(EXERCISE OBJECTIVE): Give every entry again, unchanged, and leave its images out.

Image point grounding data:

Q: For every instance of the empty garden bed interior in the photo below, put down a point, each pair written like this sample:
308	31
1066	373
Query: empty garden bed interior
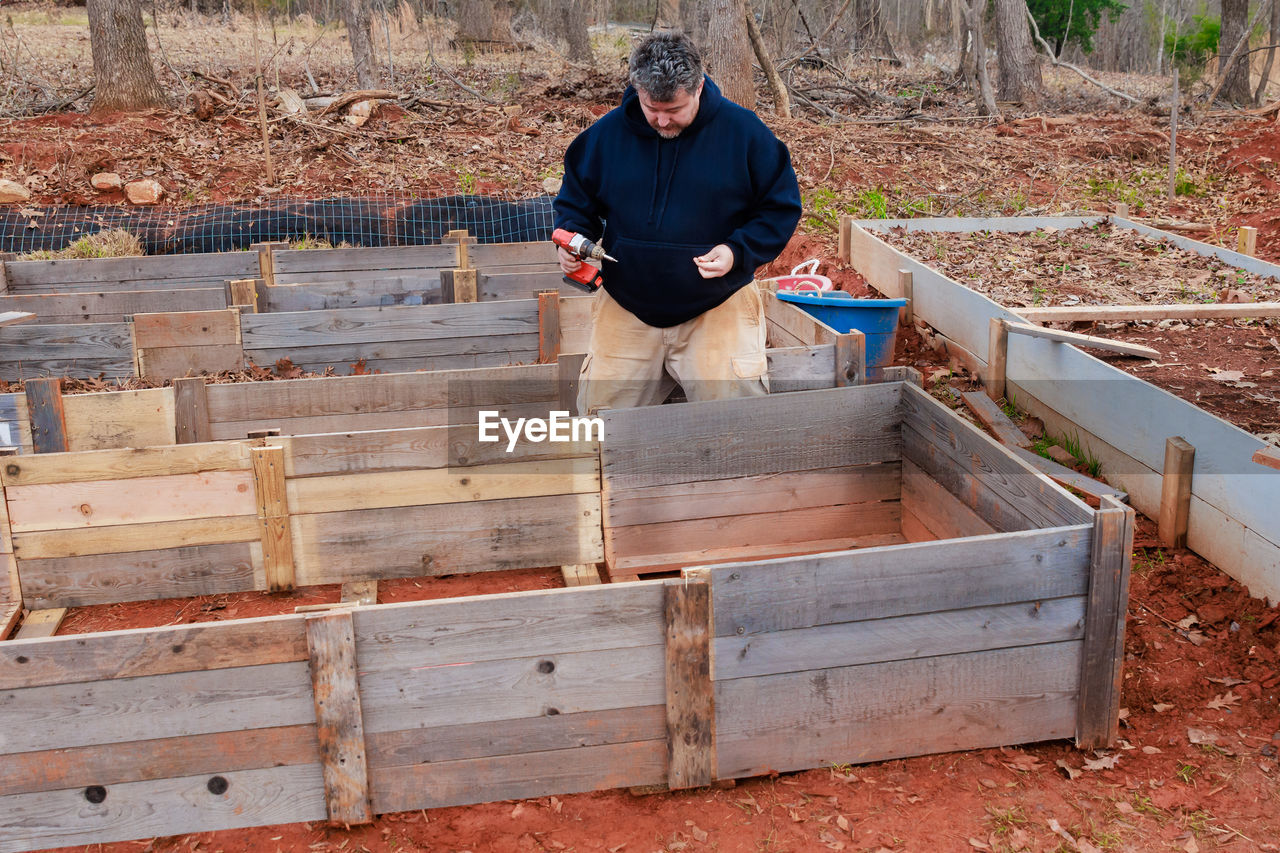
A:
1008	634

(TASK ANSWER):
Q: For every instance of the empty garden bed interior in the photo below, put down a point, each pair written like this sample:
308	31
1066	373
Query: empty garden bed interior
A:
1008	634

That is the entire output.